=== ESTRATTO DELLA PAGINA ===

-- -- --

«Oggi in Italia abbiamo 30-40 decessi al giorno e abbiamo un numero ridicolo di infezioni, evidentemente c’è una discrepanza ingiustificabile perché in tutti gli altri paesi d’Europa e del mondo c’è un rapporto di uno a mille rispetto ai numeri dei casi e dei decessi, quindi dovremmo avere anche noi un numero molto più grande di contagi e non si capisce situazione. La gente pensa ‘abbiamo 1000 casi, è finito tutto’, invece non è finito tutto».

Così Andrea Crisanti, direttore Dipartimento di Microbiologia Molecolare Università di Padova, a 24 Mattino su Radio 24.

-- -- --

=== DATI DA ESAMINARE ===
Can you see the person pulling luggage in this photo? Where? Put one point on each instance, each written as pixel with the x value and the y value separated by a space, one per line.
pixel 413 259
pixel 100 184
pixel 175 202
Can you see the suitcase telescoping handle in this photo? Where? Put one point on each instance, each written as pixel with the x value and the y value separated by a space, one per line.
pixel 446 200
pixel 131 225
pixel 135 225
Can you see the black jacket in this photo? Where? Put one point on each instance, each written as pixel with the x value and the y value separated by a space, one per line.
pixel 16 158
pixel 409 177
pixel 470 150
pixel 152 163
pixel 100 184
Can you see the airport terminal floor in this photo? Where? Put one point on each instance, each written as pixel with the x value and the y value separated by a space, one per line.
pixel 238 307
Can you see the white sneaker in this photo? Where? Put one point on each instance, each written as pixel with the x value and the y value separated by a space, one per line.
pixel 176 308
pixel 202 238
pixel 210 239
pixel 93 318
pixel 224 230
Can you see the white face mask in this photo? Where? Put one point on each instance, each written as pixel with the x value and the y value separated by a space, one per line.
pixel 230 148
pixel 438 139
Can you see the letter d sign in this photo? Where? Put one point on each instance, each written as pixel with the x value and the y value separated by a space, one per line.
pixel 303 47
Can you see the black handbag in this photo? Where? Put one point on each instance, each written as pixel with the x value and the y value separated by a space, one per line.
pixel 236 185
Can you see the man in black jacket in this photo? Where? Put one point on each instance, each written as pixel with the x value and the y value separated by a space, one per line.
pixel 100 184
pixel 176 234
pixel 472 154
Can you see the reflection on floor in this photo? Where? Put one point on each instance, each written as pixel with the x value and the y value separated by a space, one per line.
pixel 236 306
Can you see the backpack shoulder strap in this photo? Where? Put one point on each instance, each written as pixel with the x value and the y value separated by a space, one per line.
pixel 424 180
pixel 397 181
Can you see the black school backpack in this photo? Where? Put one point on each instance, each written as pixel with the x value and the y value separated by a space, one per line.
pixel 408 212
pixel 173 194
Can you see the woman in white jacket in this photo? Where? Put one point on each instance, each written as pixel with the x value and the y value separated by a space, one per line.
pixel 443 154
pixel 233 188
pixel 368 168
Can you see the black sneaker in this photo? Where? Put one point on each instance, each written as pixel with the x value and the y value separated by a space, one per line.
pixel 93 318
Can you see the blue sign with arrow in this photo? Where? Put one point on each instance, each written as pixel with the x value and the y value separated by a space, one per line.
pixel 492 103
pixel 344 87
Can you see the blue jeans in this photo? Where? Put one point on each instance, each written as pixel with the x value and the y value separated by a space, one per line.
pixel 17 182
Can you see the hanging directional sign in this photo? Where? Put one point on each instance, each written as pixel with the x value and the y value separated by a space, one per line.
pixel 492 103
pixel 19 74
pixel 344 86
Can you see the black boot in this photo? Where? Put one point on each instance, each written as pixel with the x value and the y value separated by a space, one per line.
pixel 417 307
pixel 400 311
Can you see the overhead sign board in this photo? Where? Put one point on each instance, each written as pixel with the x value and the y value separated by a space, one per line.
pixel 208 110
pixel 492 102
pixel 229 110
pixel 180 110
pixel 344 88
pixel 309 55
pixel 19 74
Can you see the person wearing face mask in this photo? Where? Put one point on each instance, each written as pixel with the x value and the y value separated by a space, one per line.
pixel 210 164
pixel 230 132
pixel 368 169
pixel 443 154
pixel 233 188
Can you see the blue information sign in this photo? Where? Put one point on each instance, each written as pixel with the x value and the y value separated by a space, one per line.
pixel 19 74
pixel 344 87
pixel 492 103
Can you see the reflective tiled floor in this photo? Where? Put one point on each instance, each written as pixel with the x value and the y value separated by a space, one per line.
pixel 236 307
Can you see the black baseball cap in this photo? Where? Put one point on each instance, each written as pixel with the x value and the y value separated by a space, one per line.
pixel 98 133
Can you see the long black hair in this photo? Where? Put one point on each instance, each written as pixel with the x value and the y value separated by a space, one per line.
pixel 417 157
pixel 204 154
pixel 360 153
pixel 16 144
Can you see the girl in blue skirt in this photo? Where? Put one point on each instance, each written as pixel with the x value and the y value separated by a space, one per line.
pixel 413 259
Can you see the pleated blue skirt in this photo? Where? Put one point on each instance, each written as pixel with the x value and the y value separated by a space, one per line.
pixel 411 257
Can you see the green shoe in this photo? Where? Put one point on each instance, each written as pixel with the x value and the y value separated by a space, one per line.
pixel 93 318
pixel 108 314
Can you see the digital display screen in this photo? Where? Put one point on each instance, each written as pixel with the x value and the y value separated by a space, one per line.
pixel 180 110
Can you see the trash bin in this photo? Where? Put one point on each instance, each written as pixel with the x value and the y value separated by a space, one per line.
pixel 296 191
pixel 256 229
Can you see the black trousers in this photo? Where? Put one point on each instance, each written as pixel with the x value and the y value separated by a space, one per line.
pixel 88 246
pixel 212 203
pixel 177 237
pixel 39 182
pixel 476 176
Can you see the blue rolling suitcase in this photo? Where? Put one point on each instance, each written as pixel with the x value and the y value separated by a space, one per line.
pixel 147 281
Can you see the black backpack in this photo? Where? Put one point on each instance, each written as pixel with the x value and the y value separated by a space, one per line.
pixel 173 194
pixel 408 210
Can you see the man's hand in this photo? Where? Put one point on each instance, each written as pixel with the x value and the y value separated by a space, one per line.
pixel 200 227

-- -- --

=== CONSEGNA ===
Riprendi l'estratto sulle dichiarazioni di Andrea Crisanti su decessi e contagi in Italia e proseguilo subito dopo l'ultima frase riportata.

=== SOLUZIONE DELL'ESERCIZIO ===
«Quello che conta – ha aggiunto – è chi fa i tamponi, se noi nel computo mettiamo tutta la gente che si fa il tampone perché deve andare a lavorare, fa il tampone per lasciapassare sociale, è chiaro che lì le incidenze sono bassissime. Invece se i tamponi vengono usati, ad esempio per la sorveglianza nelle classi, il risultato è completamente diverso. In genere bisogna prendere il numero di decessi, dividerlo per due e moltiplicarlo per 1000, quindi avendo tra i 30 e 40 decessi avremmo tra i 15mila e i 20 mila contagiati in Italia».

«Il Green Pass – ha continuato Crisanti – è un’anomalia perché la protezione del vaccino per quanto riguarda l’infezione dopo sei mesi, passa dal 95 al 40%, quindi aver protratto la validità del vaccino da 6 mesi ad un anno non ha nulla di scientifico. Si tratta di una misura per indurre la popolazione a vaccinarsi: abbiamo raggiunto livelli importanti di vaccinazione».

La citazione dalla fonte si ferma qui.